Skip every line before the one containing "Tag the red", then copy that line and the rest of the entries below exactly, through the last line.

++++ INPUT

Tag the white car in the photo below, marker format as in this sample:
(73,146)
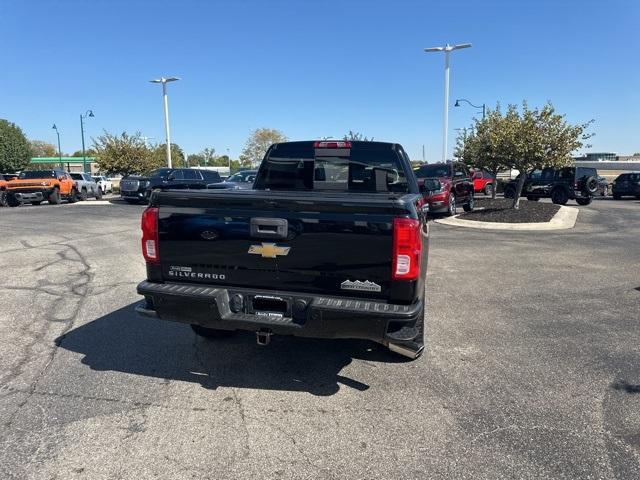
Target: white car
(104,184)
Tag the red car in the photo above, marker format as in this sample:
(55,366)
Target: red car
(483,182)
(448,185)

++++++++

**RESULT FOR THIS TASK**
Tag the red car in the photo above, marker format as in this sample:
(55,366)
Target: red car
(483,182)
(448,185)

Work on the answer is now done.